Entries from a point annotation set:
•••••

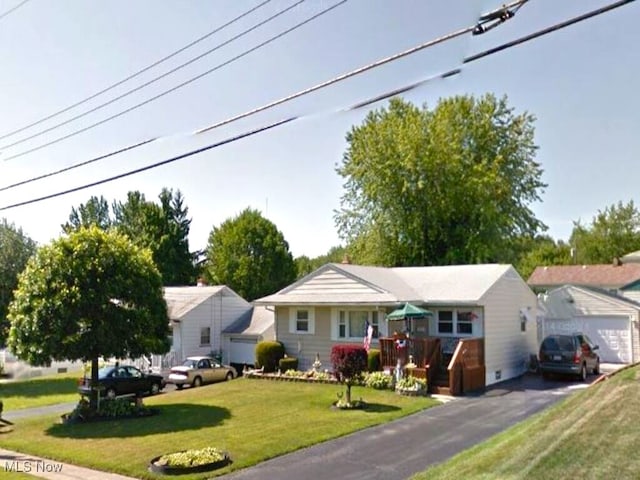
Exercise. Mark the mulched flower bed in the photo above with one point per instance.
(159, 464)
(287, 378)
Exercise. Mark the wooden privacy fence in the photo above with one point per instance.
(466, 368)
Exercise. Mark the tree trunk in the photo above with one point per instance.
(93, 398)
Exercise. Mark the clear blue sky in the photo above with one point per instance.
(580, 83)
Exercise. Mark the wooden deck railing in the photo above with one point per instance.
(420, 349)
(466, 368)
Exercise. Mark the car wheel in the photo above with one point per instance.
(583, 373)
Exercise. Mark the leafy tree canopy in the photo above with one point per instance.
(89, 294)
(163, 228)
(612, 233)
(15, 250)
(448, 185)
(306, 265)
(250, 255)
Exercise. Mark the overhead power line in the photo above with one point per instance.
(301, 93)
(467, 60)
(180, 85)
(155, 79)
(135, 74)
(12, 9)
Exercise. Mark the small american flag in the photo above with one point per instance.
(368, 335)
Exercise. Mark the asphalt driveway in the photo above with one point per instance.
(399, 449)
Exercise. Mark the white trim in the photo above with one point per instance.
(335, 322)
(293, 320)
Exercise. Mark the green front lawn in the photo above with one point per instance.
(253, 420)
(592, 434)
(40, 391)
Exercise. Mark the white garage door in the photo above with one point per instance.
(610, 333)
(243, 351)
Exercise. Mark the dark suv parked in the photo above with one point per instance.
(572, 354)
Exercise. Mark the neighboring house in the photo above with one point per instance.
(333, 304)
(610, 320)
(614, 277)
(240, 338)
(197, 317)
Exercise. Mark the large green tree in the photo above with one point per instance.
(612, 233)
(543, 251)
(15, 250)
(250, 255)
(448, 185)
(87, 295)
(162, 227)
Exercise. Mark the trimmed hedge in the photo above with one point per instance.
(268, 354)
(288, 363)
(373, 360)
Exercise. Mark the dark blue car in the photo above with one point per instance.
(123, 380)
(571, 354)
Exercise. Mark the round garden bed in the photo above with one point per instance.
(190, 461)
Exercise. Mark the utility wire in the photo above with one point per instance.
(135, 74)
(13, 9)
(153, 80)
(290, 97)
(77, 165)
(469, 59)
(355, 72)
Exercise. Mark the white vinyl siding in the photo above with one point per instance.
(507, 348)
(588, 305)
(216, 313)
(350, 323)
(205, 336)
(302, 320)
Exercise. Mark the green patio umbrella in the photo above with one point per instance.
(407, 312)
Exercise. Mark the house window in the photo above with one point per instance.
(445, 321)
(352, 324)
(464, 325)
(205, 336)
(301, 320)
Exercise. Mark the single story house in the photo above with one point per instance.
(335, 302)
(240, 338)
(197, 316)
(609, 319)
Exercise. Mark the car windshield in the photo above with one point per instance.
(104, 372)
(559, 342)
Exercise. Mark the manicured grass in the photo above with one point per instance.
(592, 434)
(40, 391)
(253, 420)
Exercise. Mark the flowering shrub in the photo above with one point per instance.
(378, 380)
(349, 361)
(410, 383)
(192, 458)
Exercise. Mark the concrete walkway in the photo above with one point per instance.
(392, 451)
(50, 469)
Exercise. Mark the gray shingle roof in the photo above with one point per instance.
(340, 284)
(181, 300)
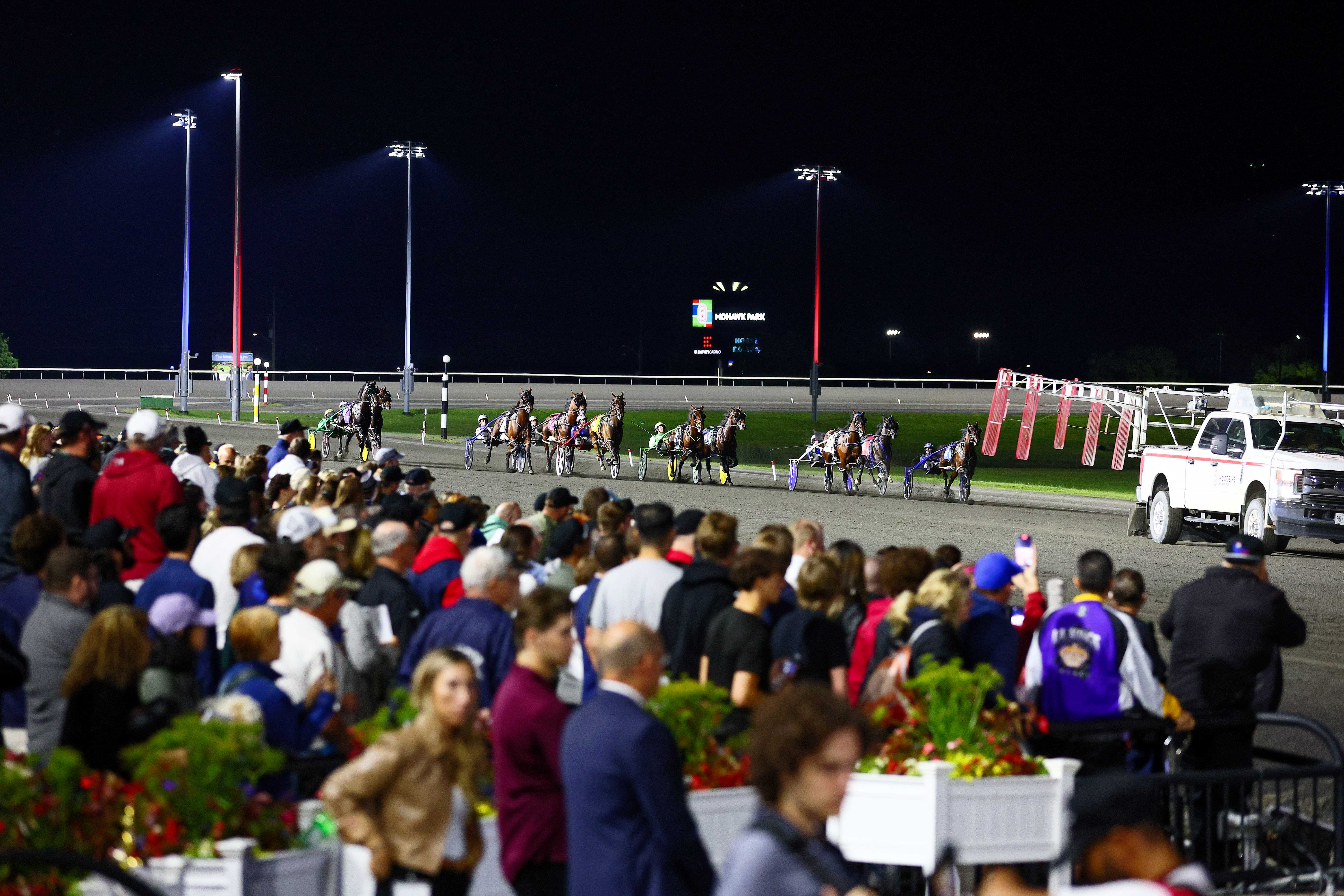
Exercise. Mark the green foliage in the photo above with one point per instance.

•••••

* **TASK REQUIREMENTS**
Copy out the material word for word from the line with "Exercise. Mark the car windshield" through the end of the material, leaving out the pictures.

* **SOLUTION**
Exercise. Mark the car windshield in the photo above with one point per instance.
(104, 372)
(559, 342)
Exercise. Mark the manicured grass in the photo above with one point per instance.
(592, 434)
(40, 391)
(253, 420)
Exercise. Mark the flowering shrub in the photo above with one point per instance.
(378, 380)
(349, 361)
(410, 383)
(192, 458)
Exercise. Mark the concrete walkway in the photo above with one point per instance.
(392, 451)
(50, 469)
Exercise. Mark the gray shingle roof in the photo above with one point per instance.
(340, 284)
(181, 300)
Exercise. Mark the green foliage in the photo above with one point per instance.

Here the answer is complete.